[[ DATA FOR PROCESSING open ]]
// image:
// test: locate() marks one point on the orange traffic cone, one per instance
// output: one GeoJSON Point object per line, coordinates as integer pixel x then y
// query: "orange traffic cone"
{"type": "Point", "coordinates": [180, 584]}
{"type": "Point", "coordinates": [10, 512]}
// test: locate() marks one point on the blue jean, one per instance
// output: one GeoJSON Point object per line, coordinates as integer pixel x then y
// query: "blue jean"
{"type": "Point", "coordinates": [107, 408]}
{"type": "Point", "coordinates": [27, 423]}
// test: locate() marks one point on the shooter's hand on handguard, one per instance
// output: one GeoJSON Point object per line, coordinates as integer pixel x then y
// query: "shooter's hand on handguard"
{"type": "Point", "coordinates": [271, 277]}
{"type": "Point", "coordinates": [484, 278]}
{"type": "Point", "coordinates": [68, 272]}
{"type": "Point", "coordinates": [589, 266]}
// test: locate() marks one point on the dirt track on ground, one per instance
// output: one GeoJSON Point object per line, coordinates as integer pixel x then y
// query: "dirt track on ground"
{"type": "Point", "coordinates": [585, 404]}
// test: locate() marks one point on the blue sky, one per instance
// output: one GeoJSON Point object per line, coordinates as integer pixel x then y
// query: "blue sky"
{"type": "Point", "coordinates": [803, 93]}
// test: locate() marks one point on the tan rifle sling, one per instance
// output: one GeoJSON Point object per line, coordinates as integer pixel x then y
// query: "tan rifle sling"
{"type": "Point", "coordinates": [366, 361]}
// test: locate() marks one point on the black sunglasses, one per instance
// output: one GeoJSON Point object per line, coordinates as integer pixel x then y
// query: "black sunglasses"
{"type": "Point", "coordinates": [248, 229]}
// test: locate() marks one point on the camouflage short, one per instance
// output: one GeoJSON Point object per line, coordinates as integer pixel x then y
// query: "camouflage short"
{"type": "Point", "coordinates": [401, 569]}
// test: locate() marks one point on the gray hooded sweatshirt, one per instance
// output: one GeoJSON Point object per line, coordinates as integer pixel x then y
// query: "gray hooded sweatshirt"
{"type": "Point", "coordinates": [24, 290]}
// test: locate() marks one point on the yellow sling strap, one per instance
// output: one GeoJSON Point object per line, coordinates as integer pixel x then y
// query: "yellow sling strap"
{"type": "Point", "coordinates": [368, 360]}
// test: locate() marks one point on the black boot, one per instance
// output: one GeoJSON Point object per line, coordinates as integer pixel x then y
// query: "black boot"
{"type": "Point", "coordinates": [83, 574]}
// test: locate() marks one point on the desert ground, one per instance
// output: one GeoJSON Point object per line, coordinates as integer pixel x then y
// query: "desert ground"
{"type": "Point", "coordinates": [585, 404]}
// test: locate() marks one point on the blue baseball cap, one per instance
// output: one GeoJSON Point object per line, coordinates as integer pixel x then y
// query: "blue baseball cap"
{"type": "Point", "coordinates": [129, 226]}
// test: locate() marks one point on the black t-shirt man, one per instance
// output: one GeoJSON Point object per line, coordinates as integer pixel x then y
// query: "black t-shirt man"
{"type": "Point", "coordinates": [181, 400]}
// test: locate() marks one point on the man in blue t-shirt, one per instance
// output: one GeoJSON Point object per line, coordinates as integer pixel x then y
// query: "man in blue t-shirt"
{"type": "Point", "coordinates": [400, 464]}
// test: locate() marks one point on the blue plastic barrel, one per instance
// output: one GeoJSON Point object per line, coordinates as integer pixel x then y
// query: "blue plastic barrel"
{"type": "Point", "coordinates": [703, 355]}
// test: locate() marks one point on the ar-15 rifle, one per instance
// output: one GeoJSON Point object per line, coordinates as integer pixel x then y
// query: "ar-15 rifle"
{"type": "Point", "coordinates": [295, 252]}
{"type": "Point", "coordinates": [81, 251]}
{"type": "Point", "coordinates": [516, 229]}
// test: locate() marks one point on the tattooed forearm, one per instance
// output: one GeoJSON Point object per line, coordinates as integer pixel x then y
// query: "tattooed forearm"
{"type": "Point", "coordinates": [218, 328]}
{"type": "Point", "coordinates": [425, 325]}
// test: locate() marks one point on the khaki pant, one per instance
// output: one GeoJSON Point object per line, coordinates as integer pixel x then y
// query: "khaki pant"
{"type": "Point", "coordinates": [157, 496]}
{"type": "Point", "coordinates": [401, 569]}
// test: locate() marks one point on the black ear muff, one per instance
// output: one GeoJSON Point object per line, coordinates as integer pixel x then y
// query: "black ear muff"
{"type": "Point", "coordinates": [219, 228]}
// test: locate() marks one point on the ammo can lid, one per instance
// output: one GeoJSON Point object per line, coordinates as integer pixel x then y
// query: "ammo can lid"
[[ DATA FOR PROCESSING closed ]]
* WHAT THE TASK ASKS *
Exactly as shown above, return every record.

* SOLUTION *
// image:
// test: locate() marks one point on the orange traffic cone, one per instance
// output: one GeoJSON Point object per line, coordinates as integer pixel x then y
// query: "orange traffic cone"
{"type": "Point", "coordinates": [180, 584]}
{"type": "Point", "coordinates": [10, 512]}
// test: locate() marks one point on the blue jean, one per instance
// output: one GeoJSON Point object per line, coordinates as integer pixel x then y
// query: "blue jean"
{"type": "Point", "coordinates": [107, 408]}
{"type": "Point", "coordinates": [27, 423]}
// test: locate() marks one point on the shooter's hand on handguard, one per instance
// output: one GeoJSON Point object per line, coordinates as integer pixel x then y
// query: "shooter's hand on handguard"
{"type": "Point", "coordinates": [271, 277]}
{"type": "Point", "coordinates": [484, 278]}
{"type": "Point", "coordinates": [68, 272]}
{"type": "Point", "coordinates": [589, 266]}
// test: locate() marks one point on the dirt track on ground, one per instance
// output: one GeoJSON Point object per line, coordinates as integer pixel x then y
// query: "dirt track on ground"
{"type": "Point", "coordinates": [585, 404]}
// test: locate() marks one point on the blue sky, one per instance
// output: one GeoJSON Point object per line, coordinates as integer pixel x then y
// query: "blue sky"
{"type": "Point", "coordinates": [803, 93]}
// test: locate() marks one point on the tan rifle sling, one per instance
// output: one GeoJSON Point object per line, coordinates as integer pixel x then y
// query: "tan rifle sling"
{"type": "Point", "coordinates": [366, 361]}
// test: locate() marks one point on the black sunglasses, one per instance
// output: one GeoJSON Point object per line, coordinates as integer pixel x then y
// query: "black sunglasses"
{"type": "Point", "coordinates": [248, 229]}
// test: locate() marks one point on the camouflage short, one per instance
// output: one GeoJSON Point object per line, coordinates as integer pixel x then y
// query: "camouflage short"
{"type": "Point", "coordinates": [401, 569]}
// test: locate() marks one point on the gray hooded sweatshirt, one per instance
// output: one GeoJSON Point object per line, coordinates as integer pixel x then y
// query: "gray hooded sweatshirt"
{"type": "Point", "coordinates": [24, 290]}
// test: locate() marks one point on the yellow sling strap, one per instance
// output: one GeoJSON Point object per line, coordinates as integer pixel x then y
// query: "yellow sling strap"
{"type": "Point", "coordinates": [368, 360]}
// test: locate() marks one point on the black boot, one per instance
// output: one GeoJSON Point object per line, coordinates as integer pixel x then y
// query: "black boot"
{"type": "Point", "coordinates": [83, 574]}
// test: locate() marks one point on the desert ground, one per instance
// output: one GeoJSON Point object per line, coordinates as integer pixel x then y
// query: "desert ground"
{"type": "Point", "coordinates": [585, 404]}
// test: locate() marks one point on the blue baseball cap, one per instance
// output: one GeoJSON Point object per line, coordinates as integer pixel x then y
// query: "blue baseball cap"
{"type": "Point", "coordinates": [129, 226]}
// test: locate() marks one point on the black t-shirt man, one per instance
// output: one GeoJSON Point object per line, coordinates as integer pixel x then y
// query: "black t-shirt man"
{"type": "Point", "coordinates": [181, 400]}
// test: locate() marks one point on the man in blue t-shirt, one per instance
// output: one GeoJSON Point object per line, coordinates as integer pixel x then y
// query: "man in blue t-shirt"
{"type": "Point", "coordinates": [400, 464]}
// test: locate() marks one point on the blue plastic barrel, one per instance
// output: one GeoJSON Point object per line, coordinates as integer pixel x then y
// query: "blue plastic barrel"
{"type": "Point", "coordinates": [703, 355]}
// test: locate() marks one point on the ar-15 rifle, one per instance
// output: one GeoJSON Point object per line, coordinates as integer pixel x then y
// query: "ar-15 rifle"
{"type": "Point", "coordinates": [295, 252]}
{"type": "Point", "coordinates": [81, 251]}
{"type": "Point", "coordinates": [516, 229]}
// test: locate() marks one point on the tattooed forearm, one per instance
// output: one GeoJSON Point object per line, coordinates as integer pixel x then y
// query: "tattooed forearm"
{"type": "Point", "coordinates": [218, 328]}
{"type": "Point", "coordinates": [425, 325]}
// test: locate() marks one point on the khaki pant, one per instance
// output: one GeoJSON Point object per line, coordinates as integer pixel x then y
// query: "khaki pant"
{"type": "Point", "coordinates": [157, 496]}
{"type": "Point", "coordinates": [401, 569]}
// test: locate() marks one point on the black ear muff, one per instance
// output: one GeoJSON Point object per line, coordinates as integer pixel x then y
// query: "black ear muff"
{"type": "Point", "coordinates": [219, 228]}
// test: locate() marks one point on the ammo can lid, one per instance
// output: one GeoJSON Point object per line, coordinates as integer pixel x then y
// query: "ammo can lid"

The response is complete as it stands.